§ ABOUT THIS TASK: Go through the data and copy each line where the string "below" appears.

[SOURCE MATERIAL Boundary: Start]

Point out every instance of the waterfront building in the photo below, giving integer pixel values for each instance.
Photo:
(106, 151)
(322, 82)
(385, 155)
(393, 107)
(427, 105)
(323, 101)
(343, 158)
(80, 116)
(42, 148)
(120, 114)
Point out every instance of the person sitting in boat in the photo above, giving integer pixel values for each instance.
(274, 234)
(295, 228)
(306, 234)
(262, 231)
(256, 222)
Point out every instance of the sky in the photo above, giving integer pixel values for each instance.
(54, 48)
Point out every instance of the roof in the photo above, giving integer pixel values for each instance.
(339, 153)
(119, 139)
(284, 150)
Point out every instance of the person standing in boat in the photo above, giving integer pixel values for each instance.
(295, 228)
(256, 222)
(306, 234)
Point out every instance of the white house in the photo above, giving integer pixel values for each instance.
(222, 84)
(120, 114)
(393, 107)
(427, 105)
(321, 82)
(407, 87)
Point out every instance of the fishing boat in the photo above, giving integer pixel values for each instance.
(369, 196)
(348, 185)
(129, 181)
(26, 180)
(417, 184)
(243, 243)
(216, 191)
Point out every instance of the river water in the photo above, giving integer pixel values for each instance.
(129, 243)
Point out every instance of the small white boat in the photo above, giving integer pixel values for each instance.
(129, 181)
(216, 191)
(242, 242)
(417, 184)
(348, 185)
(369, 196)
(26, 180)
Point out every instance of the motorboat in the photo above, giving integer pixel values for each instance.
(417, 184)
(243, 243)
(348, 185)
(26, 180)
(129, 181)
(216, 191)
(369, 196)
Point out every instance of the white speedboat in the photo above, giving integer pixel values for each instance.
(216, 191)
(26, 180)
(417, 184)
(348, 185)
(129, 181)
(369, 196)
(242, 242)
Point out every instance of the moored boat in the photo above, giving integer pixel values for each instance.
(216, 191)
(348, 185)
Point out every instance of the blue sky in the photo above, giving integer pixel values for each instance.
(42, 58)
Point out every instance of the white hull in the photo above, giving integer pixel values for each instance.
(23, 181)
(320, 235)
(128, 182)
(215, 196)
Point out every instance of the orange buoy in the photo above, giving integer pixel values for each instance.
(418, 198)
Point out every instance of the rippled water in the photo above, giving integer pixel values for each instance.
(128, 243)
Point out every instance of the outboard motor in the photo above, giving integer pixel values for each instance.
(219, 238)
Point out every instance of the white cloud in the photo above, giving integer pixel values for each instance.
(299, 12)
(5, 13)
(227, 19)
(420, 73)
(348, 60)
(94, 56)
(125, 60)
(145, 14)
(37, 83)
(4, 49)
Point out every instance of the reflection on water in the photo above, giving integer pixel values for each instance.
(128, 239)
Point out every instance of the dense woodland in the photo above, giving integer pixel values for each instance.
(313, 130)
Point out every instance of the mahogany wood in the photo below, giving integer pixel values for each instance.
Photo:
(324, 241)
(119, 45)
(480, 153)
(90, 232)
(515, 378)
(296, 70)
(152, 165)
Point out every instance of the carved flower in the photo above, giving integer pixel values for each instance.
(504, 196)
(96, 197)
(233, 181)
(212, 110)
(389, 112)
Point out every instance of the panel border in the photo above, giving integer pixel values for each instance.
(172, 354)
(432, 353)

[SOURCE MATERIAL Boundary: End]

§ WORKED SOLUTION:
Point out every instance of the waterfront building in the photo below, giving integer pixel values for each instance.
Point out every instance of the mahogany wood in the photo below, giving integer pixel values for each instance.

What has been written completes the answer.